**THE PROBLEM:** Please copy the records below word for word, leaving out the pictures.
------ DATA RECORDS
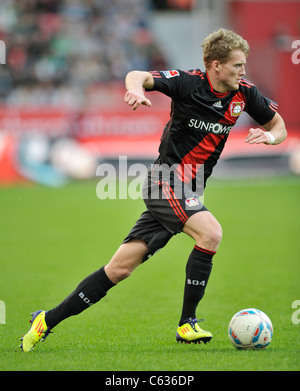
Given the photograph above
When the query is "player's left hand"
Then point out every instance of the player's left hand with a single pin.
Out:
(257, 136)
------------
**COMPLETE OUTPUT:**
Given the photograph above
When the query is "player's left hand"
Then point out every instance of the player's left hand with a single pin.
Out:
(257, 136)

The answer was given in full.